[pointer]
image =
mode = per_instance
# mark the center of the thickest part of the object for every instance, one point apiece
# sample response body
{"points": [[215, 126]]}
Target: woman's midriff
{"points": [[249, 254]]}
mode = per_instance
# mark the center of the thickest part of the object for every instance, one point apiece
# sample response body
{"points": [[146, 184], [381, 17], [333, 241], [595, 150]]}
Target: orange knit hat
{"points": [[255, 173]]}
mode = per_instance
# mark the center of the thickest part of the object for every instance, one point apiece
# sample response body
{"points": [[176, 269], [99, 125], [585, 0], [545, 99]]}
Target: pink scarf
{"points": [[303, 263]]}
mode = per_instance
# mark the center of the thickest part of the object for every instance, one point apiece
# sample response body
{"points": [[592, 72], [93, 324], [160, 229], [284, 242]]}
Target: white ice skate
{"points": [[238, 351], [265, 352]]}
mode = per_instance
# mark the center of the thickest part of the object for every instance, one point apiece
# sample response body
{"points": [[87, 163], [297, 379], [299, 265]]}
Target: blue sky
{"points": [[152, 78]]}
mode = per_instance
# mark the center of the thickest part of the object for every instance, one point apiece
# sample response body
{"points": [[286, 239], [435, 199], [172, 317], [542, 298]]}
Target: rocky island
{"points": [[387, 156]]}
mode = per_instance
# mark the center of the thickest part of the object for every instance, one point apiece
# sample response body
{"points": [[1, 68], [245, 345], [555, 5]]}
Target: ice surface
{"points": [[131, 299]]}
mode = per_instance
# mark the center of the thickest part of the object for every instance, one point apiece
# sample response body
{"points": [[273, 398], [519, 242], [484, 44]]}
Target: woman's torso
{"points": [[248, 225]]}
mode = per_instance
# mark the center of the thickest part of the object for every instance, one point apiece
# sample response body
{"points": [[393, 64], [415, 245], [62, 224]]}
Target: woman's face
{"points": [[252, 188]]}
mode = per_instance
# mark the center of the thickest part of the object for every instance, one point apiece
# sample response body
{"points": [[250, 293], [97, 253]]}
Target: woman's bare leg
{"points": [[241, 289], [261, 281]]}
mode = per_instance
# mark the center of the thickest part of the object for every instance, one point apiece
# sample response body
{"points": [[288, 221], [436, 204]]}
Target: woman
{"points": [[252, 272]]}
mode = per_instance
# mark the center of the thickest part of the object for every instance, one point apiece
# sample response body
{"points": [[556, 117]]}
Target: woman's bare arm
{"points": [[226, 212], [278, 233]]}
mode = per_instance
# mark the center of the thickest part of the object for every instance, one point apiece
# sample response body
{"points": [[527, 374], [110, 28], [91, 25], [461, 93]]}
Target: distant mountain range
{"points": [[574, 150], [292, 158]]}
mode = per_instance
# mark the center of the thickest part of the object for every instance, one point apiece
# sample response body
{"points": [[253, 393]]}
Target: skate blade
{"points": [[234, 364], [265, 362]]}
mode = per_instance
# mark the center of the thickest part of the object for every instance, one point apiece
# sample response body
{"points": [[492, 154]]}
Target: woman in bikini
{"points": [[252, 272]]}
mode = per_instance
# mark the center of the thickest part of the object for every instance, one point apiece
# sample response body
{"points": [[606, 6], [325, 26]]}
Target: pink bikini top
+ + +
▸ **EXERCISE**: Repeat every record, keeping each word and mark exactly as it is.

▸ **RESULT OF THE EXERCISE**:
[pointer]
image =
mode = per_instance
# mark the center of the thickest part of the object for every instance, one point apiece
# sample response body
{"points": [[215, 126]]}
Target: woman's midriff
{"points": [[249, 254]]}
mode = per_instance
# mark the center of the thickest part of the object for every instance, one point apiece
# sample response body
{"points": [[146, 184], [381, 17], [333, 241], [595, 150]]}
Target: orange knit hat
{"points": [[255, 173]]}
mode = per_instance
# mark the center of the thickest part of the object for every instance, one point apiece
# sample response body
{"points": [[176, 269], [99, 125], [585, 0], [545, 99]]}
Target: pink scarf
{"points": [[303, 263]]}
mode = per_instance
# mark the center of the thickest part of the object for every instance, one point apiece
# sample response body
{"points": [[592, 72], [93, 324], [160, 229], [284, 242]]}
Target: white ice skate
{"points": [[238, 351], [265, 352]]}
mode = per_instance
# mark the center of the thickest part of the object for every instance, one point apiece
# sample response body
{"points": [[87, 163], [297, 379], [299, 265]]}
Target: blue sky
{"points": [[152, 78]]}
mode = per_instance
# mark the center of the thickest part of the object for every instance, one point apiece
# sample response body
{"points": [[286, 239], [435, 199], [172, 317], [542, 298]]}
Target: rocky island
{"points": [[387, 156]]}
mode = per_instance
# mark the center of the thickest part of the object for every instance, one point apiece
# sample response body
{"points": [[1, 68], [245, 345], [555, 5]]}
Target: ice surface
{"points": [[131, 299]]}
mode = per_instance
# mark the center of the thickest part of the object for every instance, one point apiece
# sample response body
{"points": [[273, 398], [519, 242], [484, 44]]}
Target: woman's torso
{"points": [[248, 225]]}
mode = per_instance
# mark the center of the thickest part of the object for every instance, one point apiece
# sample response body
{"points": [[393, 64], [415, 245], [62, 224]]}
Target: woman's face
{"points": [[252, 188]]}
mode = per_instance
# mark the center of the thickest part of the object for every instance, one point apiece
# sample response body
{"points": [[250, 293], [97, 253]]}
Target: woman's bare leg
{"points": [[241, 289], [261, 281]]}
mode = per_instance
# mark the center of the thickest part of the object for every instance, one point apiece
# sample response body
{"points": [[288, 221], [436, 204]]}
Target: woman
{"points": [[252, 272]]}
mode = per_instance
# mark the center of the thickest part of the object for every instance, one point apiece
# sample response body
{"points": [[556, 117]]}
Target: woman's bare arm
{"points": [[226, 212], [278, 233]]}
mode = per_instance
# mark the center of the thickest part of the object for every instance, one point apiece
# sample response body
{"points": [[527, 374], [110, 28], [91, 25], [461, 93]]}
Target: distant mountain range
{"points": [[574, 150], [292, 158]]}
mode = per_instance
# mark the center of the thickest part of the object for every instance, one point apiece
# sample response body
{"points": [[253, 393]]}
Target: skate blade
{"points": [[234, 364], [265, 362]]}
mode = per_instance
# mark the center of the thickest part of the object for every instance, one point apiece
# sample response body
{"points": [[492, 154]]}
Target: woman in bikini
{"points": [[252, 272]]}
mode = per_instance
# mark the center of the thickest part of the object for every instance, one point apiece
# sample response body
{"points": [[606, 6], [325, 26]]}
Target: pink bikini top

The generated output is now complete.